*PAGE EXCERPT*:
▬▬▬▬▬▬

Aguiar Lab 2013

In this work, we established the contribution of microRNA dysfunction to the constitutive activation of the NF-kB pathway, the hallmark of the most aggressive subtypes of B-cell lymphomas.

Building on our previous genome-wide investigation of microRNA copy number/expression in lymphomas, and integrating these data with microRNA target prediction models, we identified miR-125a and miR-125b as direct inhibitors of the NF-kB negative regulator TNFAIP3. Using multiple genetic models of gain and loss of function, we confirmed that miR-125a/b, by suppressing TNFAIP3, constitutively activates the NF-kB pathway, enhance the fitness of lymphoma cells, and render them resistance to apoptosis. Importantly, we showed that a sizable fraction of primary human lymphomas overexpress these miRNAs and, consequently, display higher NF-kB activity. Novel therapeutic approaches are greatly needed for lymphomas with aberrant NF-kB function, and our work provides the rational for using anti-miR-125a/b strategies in this clinical setting.

Asmis Lab 2013

Metabolic disorders such as obesity and diabetes are associated with a state of chronic, low-grade inflammation, which appears to contribute to the development of micro- and macrovascular complications such as atherosclerosis, nephropathy, and retinopathy. The cellular and molecular mechanisms involved in chronic inflammation associated with metabolic disorders are not yet fully understood, but the recruitment of blood monocytes to sites of vascular injury appears to play a central and rate-limiting role in all these complications. The Asmis Lab recently reported that metabolic disorders “prime” monocytes for enhanced recruitment into vascular lesions by increasing monocytes’ responsiveness to chemoattractants. In this paper they provide molecular details of this novel proatherogenic mechanism and identified mitogen activated protein kinase phosphatase 1 (MKP-1) as a as a central redox-sensitive regulator of monocyte adhesion and migration.

Fitzpatrick Lab 2013

The Fitzpatrick lab is interested in the catalytic and regulatory mechanisms of enzymes. We selected the flavoprotein berberine bridge enzyme for study because it catalyzes an unusual reaction in the biosynthesis of plant alkaloids that are of interest as drugs. In this publication we addressed the timing of two steps in the catalytic reaction: the oxidation of the substrate by the enzyme-bound flavin and the formation of the new carbon-nitrogen bond. We replaced reactive hydrogens with deuterium to slow each of these steps and then measured the change in the rate constant for formation of the product on the enzyme in a single turnover. We also mutated the active site base to determine its role. The results allow us to propose a detailed reaction mechanism for the enzyme.

▬▬▬▬▬▬

*ENTRIES SHOWN*:
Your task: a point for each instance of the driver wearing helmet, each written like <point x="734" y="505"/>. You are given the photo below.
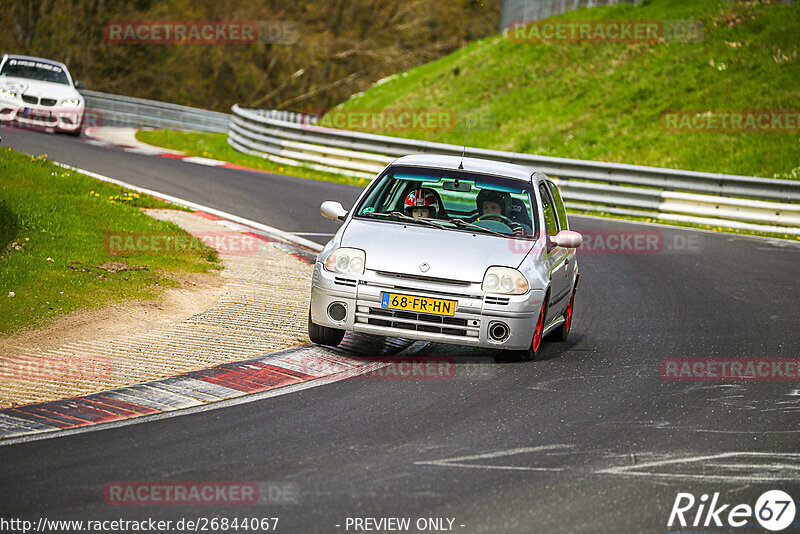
<point x="496" y="206"/>
<point x="421" y="203"/>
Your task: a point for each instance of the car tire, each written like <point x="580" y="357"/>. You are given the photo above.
<point x="562" y="332"/>
<point x="536" y="343"/>
<point x="324" y="335"/>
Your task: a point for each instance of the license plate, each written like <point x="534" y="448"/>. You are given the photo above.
<point x="395" y="301"/>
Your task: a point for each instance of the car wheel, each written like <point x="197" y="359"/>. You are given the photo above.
<point x="536" y="343"/>
<point x="324" y="335"/>
<point x="563" y="331"/>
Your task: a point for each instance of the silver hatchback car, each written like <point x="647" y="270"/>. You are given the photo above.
<point x="439" y="248"/>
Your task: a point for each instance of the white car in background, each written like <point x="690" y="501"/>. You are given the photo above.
<point x="40" y="93"/>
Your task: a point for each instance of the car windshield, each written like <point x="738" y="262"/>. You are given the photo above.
<point x="452" y="200"/>
<point x="34" y="70"/>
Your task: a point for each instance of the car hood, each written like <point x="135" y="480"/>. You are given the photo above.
<point x="39" y="89"/>
<point x="450" y="254"/>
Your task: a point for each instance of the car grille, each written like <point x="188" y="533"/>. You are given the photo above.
<point x="48" y="120"/>
<point x="339" y="281"/>
<point x="420" y="322"/>
<point x="424" y="278"/>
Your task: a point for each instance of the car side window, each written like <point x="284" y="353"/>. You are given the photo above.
<point x="561" y="211"/>
<point x="549" y="213"/>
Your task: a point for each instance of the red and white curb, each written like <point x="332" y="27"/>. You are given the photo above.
<point x="217" y="387"/>
<point x="123" y="138"/>
<point x="237" y="383"/>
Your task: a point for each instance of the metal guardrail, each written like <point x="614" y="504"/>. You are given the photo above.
<point x="105" y="109"/>
<point x="763" y="204"/>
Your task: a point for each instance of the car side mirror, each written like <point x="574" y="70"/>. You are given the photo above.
<point x="567" y="239"/>
<point x="332" y="210"/>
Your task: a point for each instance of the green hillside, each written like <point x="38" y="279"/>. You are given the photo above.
<point x="604" y="101"/>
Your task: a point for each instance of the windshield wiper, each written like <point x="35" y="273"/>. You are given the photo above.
<point x="405" y="217"/>
<point x="465" y="224"/>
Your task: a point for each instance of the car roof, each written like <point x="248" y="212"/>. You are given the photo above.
<point x="483" y="166"/>
<point x="34" y="58"/>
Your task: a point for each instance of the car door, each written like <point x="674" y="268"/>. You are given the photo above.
<point x="557" y="258"/>
<point x="563" y="224"/>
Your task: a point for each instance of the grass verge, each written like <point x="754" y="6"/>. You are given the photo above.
<point x="604" y="101"/>
<point x="53" y="257"/>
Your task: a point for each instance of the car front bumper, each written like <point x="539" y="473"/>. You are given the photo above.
<point x="33" y="116"/>
<point x="476" y="313"/>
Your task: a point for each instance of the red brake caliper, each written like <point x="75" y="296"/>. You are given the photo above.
<point x="537" y="334"/>
<point x="569" y="310"/>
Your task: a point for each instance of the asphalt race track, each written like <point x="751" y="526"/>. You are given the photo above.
<point x="589" y="439"/>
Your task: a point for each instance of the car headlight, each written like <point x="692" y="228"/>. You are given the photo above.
<point x="346" y="260"/>
<point x="504" y="281"/>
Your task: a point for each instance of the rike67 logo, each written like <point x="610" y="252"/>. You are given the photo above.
<point x="774" y="510"/>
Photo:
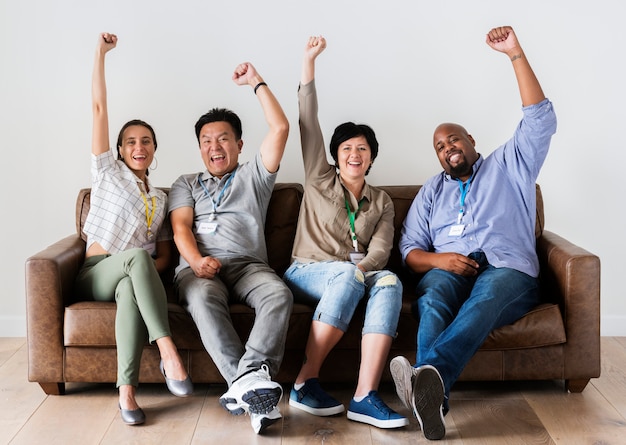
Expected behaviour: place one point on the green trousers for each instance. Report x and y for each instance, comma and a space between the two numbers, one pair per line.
131, 279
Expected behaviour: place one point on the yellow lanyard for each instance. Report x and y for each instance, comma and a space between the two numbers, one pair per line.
149, 214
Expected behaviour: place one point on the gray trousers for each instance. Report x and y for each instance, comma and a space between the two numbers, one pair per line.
248, 282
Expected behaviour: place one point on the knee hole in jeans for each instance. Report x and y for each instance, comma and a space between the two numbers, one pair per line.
387, 280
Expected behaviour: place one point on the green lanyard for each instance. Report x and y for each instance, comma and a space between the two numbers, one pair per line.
352, 217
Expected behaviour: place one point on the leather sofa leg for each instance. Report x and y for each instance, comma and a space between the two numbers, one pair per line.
52, 388
576, 385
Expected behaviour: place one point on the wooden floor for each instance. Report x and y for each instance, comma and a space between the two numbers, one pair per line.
481, 413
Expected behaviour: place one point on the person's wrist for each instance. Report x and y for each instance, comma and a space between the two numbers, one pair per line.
259, 85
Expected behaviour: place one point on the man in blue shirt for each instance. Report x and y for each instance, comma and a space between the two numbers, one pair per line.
470, 232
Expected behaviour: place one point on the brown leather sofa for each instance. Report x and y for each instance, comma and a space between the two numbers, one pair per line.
70, 340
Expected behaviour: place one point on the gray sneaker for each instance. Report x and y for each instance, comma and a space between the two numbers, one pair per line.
428, 397
254, 392
403, 376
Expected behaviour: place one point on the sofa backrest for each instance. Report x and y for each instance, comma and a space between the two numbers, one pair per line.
282, 219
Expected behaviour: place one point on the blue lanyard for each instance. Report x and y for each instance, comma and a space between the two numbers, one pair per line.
464, 187
216, 203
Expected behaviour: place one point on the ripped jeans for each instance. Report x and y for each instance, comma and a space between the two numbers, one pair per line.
337, 287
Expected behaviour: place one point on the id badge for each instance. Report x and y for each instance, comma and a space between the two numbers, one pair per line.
456, 230
150, 248
207, 228
356, 257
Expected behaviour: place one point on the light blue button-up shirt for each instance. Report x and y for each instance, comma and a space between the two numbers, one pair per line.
500, 205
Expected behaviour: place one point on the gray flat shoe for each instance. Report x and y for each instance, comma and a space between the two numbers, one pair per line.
180, 388
132, 416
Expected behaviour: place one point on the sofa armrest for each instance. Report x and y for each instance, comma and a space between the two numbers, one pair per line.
50, 276
571, 276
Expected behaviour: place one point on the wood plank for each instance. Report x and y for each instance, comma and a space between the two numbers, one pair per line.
576, 418
481, 412
19, 398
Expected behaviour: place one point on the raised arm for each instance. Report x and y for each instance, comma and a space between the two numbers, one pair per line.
314, 47
100, 132
273, 145
504, 40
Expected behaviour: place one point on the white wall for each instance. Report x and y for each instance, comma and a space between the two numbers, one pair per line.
400, 66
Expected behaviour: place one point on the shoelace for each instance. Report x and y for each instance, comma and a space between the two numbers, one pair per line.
379, 404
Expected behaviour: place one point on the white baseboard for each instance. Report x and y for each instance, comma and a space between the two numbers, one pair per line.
12, 326
612, 326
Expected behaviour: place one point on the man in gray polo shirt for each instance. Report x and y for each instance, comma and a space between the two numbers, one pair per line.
218, 218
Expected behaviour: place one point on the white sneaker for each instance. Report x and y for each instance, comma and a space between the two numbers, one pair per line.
403, 376
254, 392
261, 421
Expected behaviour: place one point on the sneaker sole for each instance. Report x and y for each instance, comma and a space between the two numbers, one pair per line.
393, 423
265, 423
402, 373
322, 412
428, 398
262, 400
232, 406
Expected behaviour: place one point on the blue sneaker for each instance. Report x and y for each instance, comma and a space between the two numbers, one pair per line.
374, 411
314, 400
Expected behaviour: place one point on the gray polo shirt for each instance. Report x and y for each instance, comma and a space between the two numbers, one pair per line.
238, 229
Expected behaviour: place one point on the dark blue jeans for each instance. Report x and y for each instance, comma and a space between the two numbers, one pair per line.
456, 313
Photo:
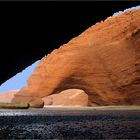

▬▬▬▬▬▬

*ACTIONS TO TAKE*:
[a] In the lab research summaries, which enzyme did the Fitzpatrick lab select for study?
[b] Please carry on the lab research summaries from the point where they end.

*EXERCISE RESPONSES*:
[a] The flavoprotein berberine bridge enzyme.

[b]
Hinck Lab 2011

One of the defining characteristics of cancer cells is their ability to rapidly proliferate, evade the host immune system, invade the surrounding tissue, and metastasize to distant organs and tissues. Cancer cells often attain these aggressive characteristics by altering the function of normal cellular proteins to favor these activities. Cell signaling pathways, such as that of transforming growth factor-beta or TGF-beta, are often dysregulated to favor these aggressive characteristic during carcinogenesis. One of the emerging strategies in cancer treatment, especially for aggressive cancers such as metastatic breast and prostate cancer, is to therefore block proteins such as TGF-beta so the cancer cells can no longer misuse them. Our laboratory, which has studied TGF-beta structure and function for more nearly 20 years is working together to block TGF-beta by preventing it from interacting with its receptors, the critical first step in the TGF-beta signaling pathway. Our efforts in this regard have been made possible by the determination of the atomic level structure of TGF-beta bound to its receptors, which has shown how the different receptors are arranged relative to one another when they bind TGF-beta (Groppe, et al Mol. Cell, 29, 157-168 (2008)).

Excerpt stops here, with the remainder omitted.